### Provided passage
Submitted to: Journal of Animal Science
Publication Type: Peer Reviewed Journal
Publication Acceptance Date: January 29, 1996
Publication Date: N/A
Interpretive Summary: Increased frequency of twinning can increase economic efficiency of beef cattle. The frequency of twinning in a herd selected for twinning at the U.S. Meat Animal Research Center has increased to nearly 30% as compared to rates of about 1% in most breeds of beef cattle. One reason for the effectiveness of selection has been the use of repeated measures of ovulation numbers in heifers before being bred for the first time. The small estimates of heritability for both ovulation rate and twinning rate suggested that dominance effects may be important. The results of analyses of measures of ovulation and twinning rates, however, indicate that dominance effects are not important for ovulation rate. Thus, crosses among independent lines selected for ovulation rate would not be expected to express heterosis for ovulation rate. The results for twinning rate which is a product of ovulation rate, conception rate, and survival rate are ambiguous although the analyses of first parity twinning rates suggest there may be dominance effects involved which could be due to dominance for conception rate and(or) embryo survival. If that is true, crosses of lines selected independently for twinning rate would be expected to express heterosis for twinning rate.

### Problem to solve
Carry on the interpretive summary about twinning in beef cattle, picking up right after its final sentence.

### Data records
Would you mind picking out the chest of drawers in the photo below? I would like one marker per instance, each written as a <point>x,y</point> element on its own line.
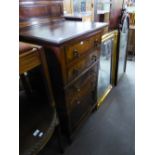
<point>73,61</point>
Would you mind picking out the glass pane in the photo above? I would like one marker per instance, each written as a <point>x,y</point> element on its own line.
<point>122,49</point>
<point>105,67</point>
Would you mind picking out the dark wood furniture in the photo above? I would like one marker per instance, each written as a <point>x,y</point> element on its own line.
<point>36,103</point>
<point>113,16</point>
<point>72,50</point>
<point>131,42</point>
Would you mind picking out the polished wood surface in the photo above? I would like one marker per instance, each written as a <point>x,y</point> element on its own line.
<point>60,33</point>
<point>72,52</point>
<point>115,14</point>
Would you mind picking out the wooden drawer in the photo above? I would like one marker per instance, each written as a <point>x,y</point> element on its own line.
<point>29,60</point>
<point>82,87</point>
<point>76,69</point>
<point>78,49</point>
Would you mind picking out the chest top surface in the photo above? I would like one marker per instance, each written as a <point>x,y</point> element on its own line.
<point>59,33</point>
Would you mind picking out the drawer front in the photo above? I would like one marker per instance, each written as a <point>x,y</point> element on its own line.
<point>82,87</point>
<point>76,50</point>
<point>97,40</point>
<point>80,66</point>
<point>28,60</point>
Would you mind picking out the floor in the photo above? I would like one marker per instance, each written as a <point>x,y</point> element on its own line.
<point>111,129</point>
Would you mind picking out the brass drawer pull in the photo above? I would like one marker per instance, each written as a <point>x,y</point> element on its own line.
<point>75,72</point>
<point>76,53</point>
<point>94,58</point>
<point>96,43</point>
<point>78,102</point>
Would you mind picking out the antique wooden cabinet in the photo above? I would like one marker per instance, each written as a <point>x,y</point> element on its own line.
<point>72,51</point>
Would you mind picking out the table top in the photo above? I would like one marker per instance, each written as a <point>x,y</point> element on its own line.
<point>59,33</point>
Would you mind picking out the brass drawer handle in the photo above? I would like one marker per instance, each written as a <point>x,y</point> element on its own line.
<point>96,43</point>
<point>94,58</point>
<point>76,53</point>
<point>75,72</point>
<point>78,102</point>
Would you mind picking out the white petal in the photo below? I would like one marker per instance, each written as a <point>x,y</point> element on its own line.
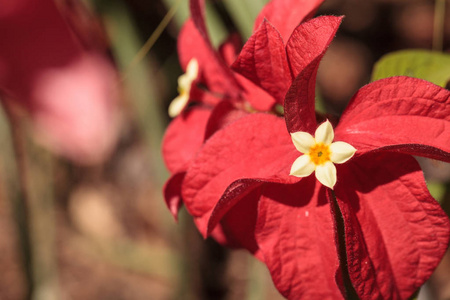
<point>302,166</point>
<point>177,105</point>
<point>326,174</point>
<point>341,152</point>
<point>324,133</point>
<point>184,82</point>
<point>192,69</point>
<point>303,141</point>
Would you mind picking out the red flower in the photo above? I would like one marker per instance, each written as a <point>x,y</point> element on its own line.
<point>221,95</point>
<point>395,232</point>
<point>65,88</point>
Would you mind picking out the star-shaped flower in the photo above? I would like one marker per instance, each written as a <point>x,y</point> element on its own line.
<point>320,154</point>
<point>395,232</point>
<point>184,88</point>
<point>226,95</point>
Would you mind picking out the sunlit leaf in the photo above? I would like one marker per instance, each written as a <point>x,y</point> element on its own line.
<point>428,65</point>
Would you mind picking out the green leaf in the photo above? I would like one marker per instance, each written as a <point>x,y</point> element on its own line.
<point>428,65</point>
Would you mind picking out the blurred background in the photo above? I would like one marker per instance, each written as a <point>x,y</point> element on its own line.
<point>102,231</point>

==

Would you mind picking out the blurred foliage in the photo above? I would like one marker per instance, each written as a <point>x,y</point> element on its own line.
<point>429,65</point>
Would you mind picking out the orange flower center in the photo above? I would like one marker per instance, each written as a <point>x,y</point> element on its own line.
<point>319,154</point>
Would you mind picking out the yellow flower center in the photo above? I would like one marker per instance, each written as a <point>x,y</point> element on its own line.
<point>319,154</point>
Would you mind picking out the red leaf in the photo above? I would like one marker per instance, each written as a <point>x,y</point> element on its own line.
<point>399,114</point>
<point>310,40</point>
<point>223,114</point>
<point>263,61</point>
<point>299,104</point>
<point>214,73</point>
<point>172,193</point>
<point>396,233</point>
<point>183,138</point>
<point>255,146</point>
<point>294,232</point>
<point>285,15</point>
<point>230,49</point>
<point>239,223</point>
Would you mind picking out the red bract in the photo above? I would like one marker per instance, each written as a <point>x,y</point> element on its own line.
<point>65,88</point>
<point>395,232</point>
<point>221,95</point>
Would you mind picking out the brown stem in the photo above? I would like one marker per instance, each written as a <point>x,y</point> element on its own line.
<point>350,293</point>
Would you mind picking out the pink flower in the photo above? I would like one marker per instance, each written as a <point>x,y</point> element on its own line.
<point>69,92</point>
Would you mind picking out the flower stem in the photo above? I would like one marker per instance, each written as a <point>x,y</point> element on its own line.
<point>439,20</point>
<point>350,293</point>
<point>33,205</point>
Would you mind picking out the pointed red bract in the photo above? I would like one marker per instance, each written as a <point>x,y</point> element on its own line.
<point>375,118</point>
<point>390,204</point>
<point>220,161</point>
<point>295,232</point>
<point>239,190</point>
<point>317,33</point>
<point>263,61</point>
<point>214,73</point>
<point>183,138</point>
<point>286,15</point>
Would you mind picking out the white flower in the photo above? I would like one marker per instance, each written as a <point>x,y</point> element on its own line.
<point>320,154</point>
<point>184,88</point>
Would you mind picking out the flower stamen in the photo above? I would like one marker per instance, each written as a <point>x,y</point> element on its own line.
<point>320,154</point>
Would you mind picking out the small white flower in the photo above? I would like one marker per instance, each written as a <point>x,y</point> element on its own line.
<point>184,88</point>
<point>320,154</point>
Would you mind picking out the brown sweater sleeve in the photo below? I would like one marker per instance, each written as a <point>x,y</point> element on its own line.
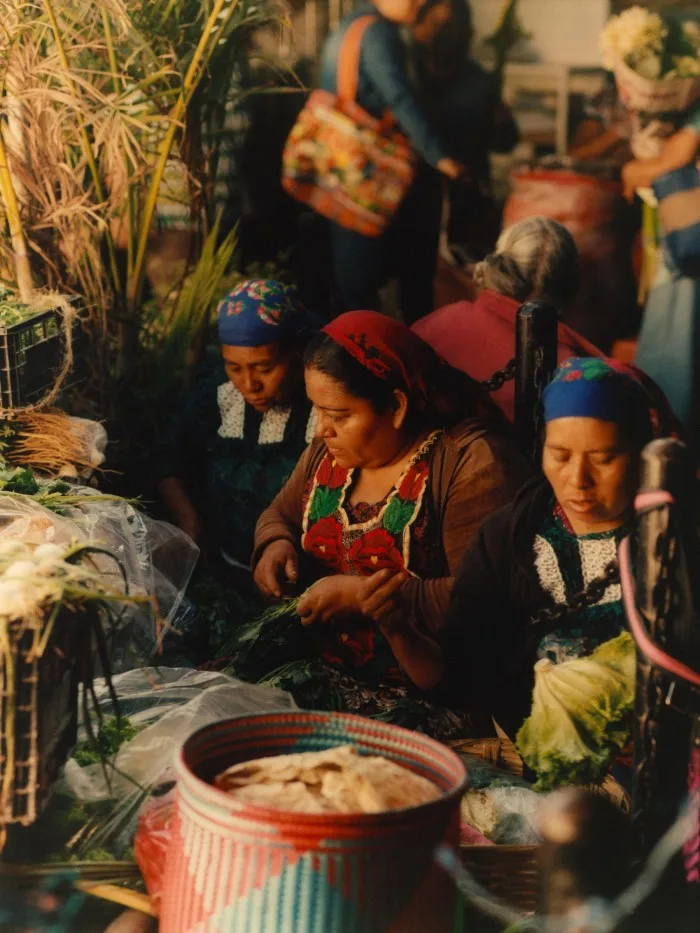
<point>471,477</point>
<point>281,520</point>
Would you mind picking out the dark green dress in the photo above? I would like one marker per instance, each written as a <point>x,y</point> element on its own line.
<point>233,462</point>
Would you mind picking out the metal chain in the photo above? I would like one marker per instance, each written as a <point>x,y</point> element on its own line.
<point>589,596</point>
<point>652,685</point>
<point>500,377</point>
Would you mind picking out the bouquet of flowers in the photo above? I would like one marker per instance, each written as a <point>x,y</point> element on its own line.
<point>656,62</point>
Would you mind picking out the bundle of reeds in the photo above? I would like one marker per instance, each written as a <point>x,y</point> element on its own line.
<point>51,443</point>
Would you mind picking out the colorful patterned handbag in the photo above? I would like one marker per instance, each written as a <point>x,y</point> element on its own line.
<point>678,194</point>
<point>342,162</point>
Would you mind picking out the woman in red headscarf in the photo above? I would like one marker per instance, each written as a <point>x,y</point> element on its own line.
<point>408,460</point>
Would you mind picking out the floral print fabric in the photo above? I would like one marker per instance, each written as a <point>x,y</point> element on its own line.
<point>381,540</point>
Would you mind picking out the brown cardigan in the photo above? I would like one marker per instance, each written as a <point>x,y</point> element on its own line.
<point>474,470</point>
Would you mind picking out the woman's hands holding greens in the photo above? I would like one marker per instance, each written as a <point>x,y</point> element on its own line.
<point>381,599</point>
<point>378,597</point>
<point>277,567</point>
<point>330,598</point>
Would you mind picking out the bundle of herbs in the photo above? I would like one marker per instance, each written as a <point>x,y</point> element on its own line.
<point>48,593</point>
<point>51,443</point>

### Answer for the task
Estimates of variances due to additive and dominance genetic and permanent and temporary environmental effects were obtained for ovulation and twinning rates from a composite population selected for twinning rate. Measures of ovulation rate after 11 months of age on 2,317 heifers with a total of 19,209 measures were used. Twinning measures were on 1,522 first parity cows, 1,311 later parity cows with a total of 3,571 measures, and 1,704 all parity cows with 5,100 measures. Models included fixed effects of year-season-age at calving for twinning, and year-season of birth, age in months and calendar month of measurement for ovulation rate. Four analyses were done for each sample; combinations of models with and without dominance effects and with and without covariates for 7 foundation groups. Various samples of data were analyzed. Variance components as fractions of phenotypic variance for combined analysis of ovulation rate measures were .076, .045, and .000 for additive, dominance, and permanent environmental effects with no groups in the model and .069, .050, and .000 with groups in the model. For sums of 8 measures, the estimates were .287 and .000 for additive and dominance effects with groups in the model and .316 and .000 with groups ignored. For twinning rate for first parity, estimates were .126 and .209 for additive and dominance effects and for later parities were .045 and .035 for models including foundation group effects. The results suggest lack of dominance effects in expression of ovulation rate and the possibility of dominance effects for embryo and(or) fetal survival or conception rate because twinning rate is the product of ovulation, conception and embryo and(or) fetal survival rates.